- Tu tarea: Cita textualmente todas las líneas del listado que aparece a continuación, sin cambiar nada.

- Listado correspondiente:
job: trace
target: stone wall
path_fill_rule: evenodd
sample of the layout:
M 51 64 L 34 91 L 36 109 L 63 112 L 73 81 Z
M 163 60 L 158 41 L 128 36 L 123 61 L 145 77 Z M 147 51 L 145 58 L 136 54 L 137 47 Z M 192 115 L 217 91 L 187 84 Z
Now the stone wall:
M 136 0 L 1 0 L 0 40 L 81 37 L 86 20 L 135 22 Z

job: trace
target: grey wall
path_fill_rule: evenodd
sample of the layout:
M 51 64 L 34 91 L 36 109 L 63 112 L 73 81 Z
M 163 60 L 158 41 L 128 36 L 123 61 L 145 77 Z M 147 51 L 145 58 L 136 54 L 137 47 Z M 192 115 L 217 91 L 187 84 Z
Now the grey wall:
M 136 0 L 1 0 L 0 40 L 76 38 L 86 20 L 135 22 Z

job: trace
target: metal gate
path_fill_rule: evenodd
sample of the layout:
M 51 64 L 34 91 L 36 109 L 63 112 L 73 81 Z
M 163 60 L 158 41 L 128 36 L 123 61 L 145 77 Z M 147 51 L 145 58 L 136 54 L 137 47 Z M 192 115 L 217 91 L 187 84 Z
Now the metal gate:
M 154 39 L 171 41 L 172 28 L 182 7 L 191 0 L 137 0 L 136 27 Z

- Respuesta:
job: trace
target: stone wall
path_fill_rule: evenodd
sample of the layout:
M 51 64 L 34 91 L 36 109 L 63 112 L 73 81 Z
M 163 60 L 158 41 L 128 36 L 123 61 L 145 77 Z M 147 51 L 145 58 L 136 54 L 137 47 Z M 192 115 L 217 91 L 187 84 Z
Now the stone wall:
M 136 0 L 1 0 L 0 40 L 81 37 L 86 20 L 135 22 Z

job: trace
target: grey wall
path_fill_rule: evenodd
sample of the layout:
M 51 64 L 34 91 L 36 109 L 63 112 L 73 81 Z
M 163 60 L 158 41 L 128 36 L 123 61 L 145 77 Z M 147 51 L 145 58 L 136 54 L 137 47 Z M 192 115 L 217 91 L 187 84 Z
Now the grey wall:
M 136 0 L 1 0 L 0 40 L 76 38 L 86 20 L 135 22 Z

job: trace
target: metal gate
path_fill_rule: evenodd
sample of the layout:
M 51 64 L 34 91 L 36 109 L 63 112 L 73 81 Z
M 163 60 L 158 41 L 128 36 L 123 61 L 145 77 Z M 147 51 L 145 58 L 136 54 L 137 47 Z M 192 115 L 217 91 L 187 84 Z
Now the metal gate:
M 154 39 L 171 41 L 172 28 L 182 7 L 191 0 L 137 0 L 136 27 Z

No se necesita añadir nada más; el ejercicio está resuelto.